## Study text
Minister of Culture of Senegal
- In office 29 October 2012 – 6 July 2014
- Preceded by: Youssou N'Dour

Personal details
- Born: 18 October 1954 Dakar, French West Africa
- Died: 3 February 2021 (aged 66) Dakar, Senegal
- Party: APR

= Abdoul Aziz Mbaye =

Senegalese diplomat and politician (1954–2021)

Abdoul Aziz Mbaye (18 October 1954 – 3 February 2021) was a Senegalese politician and diplomat. He had formerly served as Chief of Staff for President Macky Sall. He was appointed Minister of Culture during a cabinet reshuffle on 29 October 2012, succeeding Youssou N'Dour.

==Biography==
Mbaye was the first Sub-Saharan African to join the mathematics and physics department of the French National Centre for Scientific Research in 1983. He attended Paris-Sud University, the Université libre de Bruxelles, and the Université catholique de Louvain. A career diplomat, he was a scientific civil servant for the European Commission's European Strategic Program on Research in Information Technology. In 1996, he was appointed advisor of the European Commission to South Africa and Head of the European Union delegation to the Pacific, based in Fiji.

## Record extracts
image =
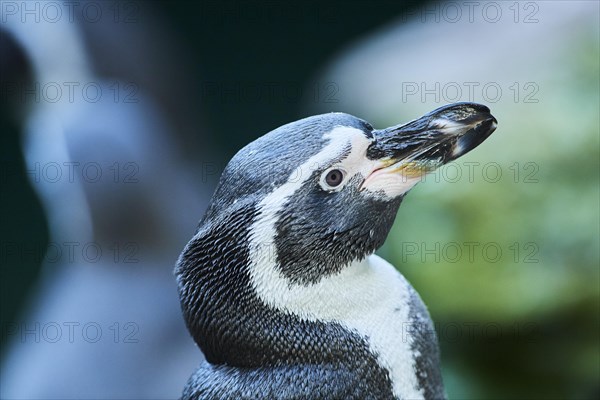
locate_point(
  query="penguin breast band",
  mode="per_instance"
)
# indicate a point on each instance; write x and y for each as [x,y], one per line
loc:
[279,286]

## List of tasks
1. Translate this sentence from the Abdoul Aziz Mbaye article into French: "He attended Paris-Sud University, the Université libre de Bruxelles, and the Université catholique de Louvain."
2. According to the Abdoul Aziz Mbaye article, where was the European Union delegation to the Pacific that Mbaye headed based?
3. Pick up the Abdoul Aziz Mbaye article after its last sentence and write the next part of his biography.
Nothing in the items is needed for the work here.

## Expected results
1. Il a fréquenté l'université Paris-Sud, l'Université libre de Bruxelles et l'Université catholique de Louvain.

2. It was based in Fiji.

3.
In 1991, Mbaye launched Dakar Science Biennale and was president of Youth Network For Development, a foundation created by Youssou N'Dour. He participated in the foundation of N'Dour's holding, Youssou Ndour Head Office.

Mbaye was a close friend of Macky Sall, and became Chief of Staff upon Sall's election in 2012. On 29 October 2012, Mbaye succeeded N'Dour as Minister of Culture. He was a founding member of the Alliance for the Republic, Senegal's ruling party since Sall's election.

Abdoul Aziz Mbaye died from COVID-19 on 3 February 2021, at the age of 66 during the COVID-19 pandemic in Senegal.